- _Excerto selecionado_
O primeiro ensaio clínico irá testar uma versão em pequena escala do filtro de sangue num circuito de diálise externo, para garantir que o material do dispositivo é seguro para uso humano. Este ensaio estava previsto para 2018, mas devido aos atrasos que fomos encontrando, esperamos agora começar em 2020. Nessa altura iremos avaliar a segurança e o desempenho do filtro de sangue implantado à escala clínica, seguido da avaliação do dispositivo integrado (filtro de sangue + biorreator) para demonstrar a eficácia do rim bioartificial à escala clínica. É nosso objetivo chegar a esta última fase dos ensaios clínicos em menos de 5 anos, partindo do princípio que teremos financiamento suficiente e que não iremos encontrar contratempos científicos, tecnológicos ou regulatórios.

- _Dados de origem_
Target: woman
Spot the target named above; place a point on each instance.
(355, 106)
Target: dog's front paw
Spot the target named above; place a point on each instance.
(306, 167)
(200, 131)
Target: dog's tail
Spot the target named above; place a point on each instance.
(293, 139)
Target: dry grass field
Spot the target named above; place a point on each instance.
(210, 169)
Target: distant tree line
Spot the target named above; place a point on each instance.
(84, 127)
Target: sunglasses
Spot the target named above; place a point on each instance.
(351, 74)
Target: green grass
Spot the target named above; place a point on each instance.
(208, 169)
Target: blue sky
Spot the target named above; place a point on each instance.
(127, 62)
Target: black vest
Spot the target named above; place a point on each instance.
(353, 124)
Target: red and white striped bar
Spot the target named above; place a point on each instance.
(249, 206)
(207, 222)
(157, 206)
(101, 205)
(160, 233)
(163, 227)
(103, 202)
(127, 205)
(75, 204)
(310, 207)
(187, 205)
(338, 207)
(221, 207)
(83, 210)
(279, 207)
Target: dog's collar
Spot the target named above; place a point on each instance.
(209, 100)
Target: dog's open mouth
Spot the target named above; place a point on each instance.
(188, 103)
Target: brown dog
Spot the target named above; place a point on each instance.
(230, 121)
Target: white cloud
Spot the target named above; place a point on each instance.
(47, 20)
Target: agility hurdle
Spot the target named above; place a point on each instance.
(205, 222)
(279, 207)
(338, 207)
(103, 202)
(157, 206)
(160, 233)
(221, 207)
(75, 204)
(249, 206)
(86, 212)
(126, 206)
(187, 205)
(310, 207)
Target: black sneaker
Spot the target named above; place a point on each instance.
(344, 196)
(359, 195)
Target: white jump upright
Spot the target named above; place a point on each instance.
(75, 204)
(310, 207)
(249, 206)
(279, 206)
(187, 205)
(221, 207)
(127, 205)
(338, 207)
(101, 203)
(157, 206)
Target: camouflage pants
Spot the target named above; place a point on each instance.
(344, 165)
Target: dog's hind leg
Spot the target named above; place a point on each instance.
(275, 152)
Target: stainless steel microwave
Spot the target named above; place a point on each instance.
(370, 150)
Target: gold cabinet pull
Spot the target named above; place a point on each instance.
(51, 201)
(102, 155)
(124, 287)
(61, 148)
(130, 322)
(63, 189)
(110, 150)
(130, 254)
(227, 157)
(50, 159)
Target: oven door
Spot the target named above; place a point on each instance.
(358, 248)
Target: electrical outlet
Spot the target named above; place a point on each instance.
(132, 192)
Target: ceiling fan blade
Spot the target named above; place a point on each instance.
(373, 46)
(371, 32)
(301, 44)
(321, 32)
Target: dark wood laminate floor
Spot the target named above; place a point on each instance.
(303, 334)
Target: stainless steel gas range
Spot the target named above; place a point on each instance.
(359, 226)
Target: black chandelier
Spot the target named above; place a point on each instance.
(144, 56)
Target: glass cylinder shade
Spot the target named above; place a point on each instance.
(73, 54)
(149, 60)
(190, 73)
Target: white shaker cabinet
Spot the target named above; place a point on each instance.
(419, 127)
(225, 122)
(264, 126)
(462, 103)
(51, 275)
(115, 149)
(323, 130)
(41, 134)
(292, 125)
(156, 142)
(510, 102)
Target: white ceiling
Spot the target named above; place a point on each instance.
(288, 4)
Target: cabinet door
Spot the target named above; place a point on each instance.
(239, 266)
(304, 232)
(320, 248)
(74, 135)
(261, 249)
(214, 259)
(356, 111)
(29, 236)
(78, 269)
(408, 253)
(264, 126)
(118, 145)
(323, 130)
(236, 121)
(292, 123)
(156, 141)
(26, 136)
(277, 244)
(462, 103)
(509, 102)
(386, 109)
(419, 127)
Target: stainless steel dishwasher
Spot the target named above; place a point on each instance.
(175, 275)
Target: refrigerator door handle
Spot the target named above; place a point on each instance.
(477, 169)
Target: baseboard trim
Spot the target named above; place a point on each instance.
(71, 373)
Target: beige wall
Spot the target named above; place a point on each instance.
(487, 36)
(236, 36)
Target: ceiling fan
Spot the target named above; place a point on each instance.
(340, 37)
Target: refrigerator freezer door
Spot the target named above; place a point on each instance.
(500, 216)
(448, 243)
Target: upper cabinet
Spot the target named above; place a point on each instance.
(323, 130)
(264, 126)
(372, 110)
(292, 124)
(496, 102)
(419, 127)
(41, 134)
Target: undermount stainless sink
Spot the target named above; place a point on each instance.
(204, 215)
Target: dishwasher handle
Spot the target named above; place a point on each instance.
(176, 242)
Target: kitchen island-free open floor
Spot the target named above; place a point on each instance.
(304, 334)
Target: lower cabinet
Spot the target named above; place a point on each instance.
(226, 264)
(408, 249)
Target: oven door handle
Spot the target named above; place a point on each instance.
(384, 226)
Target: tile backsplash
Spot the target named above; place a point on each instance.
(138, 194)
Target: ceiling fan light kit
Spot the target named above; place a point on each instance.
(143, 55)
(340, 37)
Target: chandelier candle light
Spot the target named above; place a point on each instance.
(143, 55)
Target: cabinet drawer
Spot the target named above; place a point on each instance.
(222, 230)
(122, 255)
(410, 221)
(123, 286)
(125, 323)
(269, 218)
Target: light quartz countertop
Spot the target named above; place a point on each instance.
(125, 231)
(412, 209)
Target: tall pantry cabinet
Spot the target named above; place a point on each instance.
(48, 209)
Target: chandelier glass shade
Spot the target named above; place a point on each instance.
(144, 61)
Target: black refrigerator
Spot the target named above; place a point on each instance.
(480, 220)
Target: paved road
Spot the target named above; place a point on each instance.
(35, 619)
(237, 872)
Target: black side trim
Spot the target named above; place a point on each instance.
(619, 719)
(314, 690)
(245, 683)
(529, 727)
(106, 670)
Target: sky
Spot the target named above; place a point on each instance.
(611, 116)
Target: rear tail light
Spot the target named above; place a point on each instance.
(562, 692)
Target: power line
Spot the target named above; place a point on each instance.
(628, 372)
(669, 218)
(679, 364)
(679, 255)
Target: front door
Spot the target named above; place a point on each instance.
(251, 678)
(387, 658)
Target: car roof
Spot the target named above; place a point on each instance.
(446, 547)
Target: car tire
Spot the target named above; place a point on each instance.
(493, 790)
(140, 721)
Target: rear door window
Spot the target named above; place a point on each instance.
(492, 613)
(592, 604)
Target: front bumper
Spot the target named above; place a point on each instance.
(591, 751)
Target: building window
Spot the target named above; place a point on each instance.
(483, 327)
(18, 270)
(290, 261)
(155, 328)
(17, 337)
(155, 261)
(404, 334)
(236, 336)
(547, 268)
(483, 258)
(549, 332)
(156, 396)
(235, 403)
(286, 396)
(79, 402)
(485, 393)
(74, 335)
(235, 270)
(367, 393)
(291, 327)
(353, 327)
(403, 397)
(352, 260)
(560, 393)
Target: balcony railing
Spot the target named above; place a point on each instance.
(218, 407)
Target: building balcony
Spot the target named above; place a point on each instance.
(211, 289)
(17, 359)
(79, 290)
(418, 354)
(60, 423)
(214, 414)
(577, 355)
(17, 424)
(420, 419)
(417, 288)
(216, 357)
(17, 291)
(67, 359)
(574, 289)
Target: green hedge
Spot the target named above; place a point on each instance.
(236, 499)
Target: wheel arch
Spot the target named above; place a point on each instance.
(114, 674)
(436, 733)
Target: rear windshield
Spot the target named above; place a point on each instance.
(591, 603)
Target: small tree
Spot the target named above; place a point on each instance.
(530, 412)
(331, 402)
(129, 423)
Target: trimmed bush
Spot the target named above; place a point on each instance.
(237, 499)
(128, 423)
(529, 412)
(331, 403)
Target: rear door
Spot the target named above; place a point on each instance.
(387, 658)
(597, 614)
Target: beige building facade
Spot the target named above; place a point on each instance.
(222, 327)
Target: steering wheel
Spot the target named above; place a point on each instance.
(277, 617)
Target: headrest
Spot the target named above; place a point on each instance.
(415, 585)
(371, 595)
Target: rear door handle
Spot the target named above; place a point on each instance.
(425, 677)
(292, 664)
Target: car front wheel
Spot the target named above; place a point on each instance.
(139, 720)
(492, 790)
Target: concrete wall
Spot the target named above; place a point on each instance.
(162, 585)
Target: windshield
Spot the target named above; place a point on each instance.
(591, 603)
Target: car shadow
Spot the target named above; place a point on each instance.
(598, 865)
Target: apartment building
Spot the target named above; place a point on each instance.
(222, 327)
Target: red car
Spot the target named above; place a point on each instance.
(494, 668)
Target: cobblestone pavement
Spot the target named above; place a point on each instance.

- _Tarefa proposta_
Copie do excerto selecionado o trecho que começa em "O primeiro ensaio" e termina em "tecnológicos ou regulatórios.", incluindo estas palavras. Os dados não têm qualquer relação com o excerto selecionado.

- _Resposta à tarefa_
O primeiro ensaio clínico irá testar uma versão em pequena escala do filtro de sangue num circuito de diálise externo, para garantir que o material do dispositivo é seguro para uso humano. Este ensaio estava previsto para 2018, mas devido aos atrasos que fomos encontrando, esperamos agora começar em 2020. Nessa altura iremos avaliar a segurança e o desempenho do filtro de sangue implantado à escala clínica, seguido da avaliação do dispositivo integrado (filtro de sangue + biorreator) para demonstrar a eficácia do rim bioartificial à escala clínica. É nosso objetivo chegar a esta última fase dos ensaios clínicos em menos de 5 anos, partindo do princípio que teremos financiamento suficiente e que não iremos encontrar contratempos científicos, tecnológicos ou regulatórios.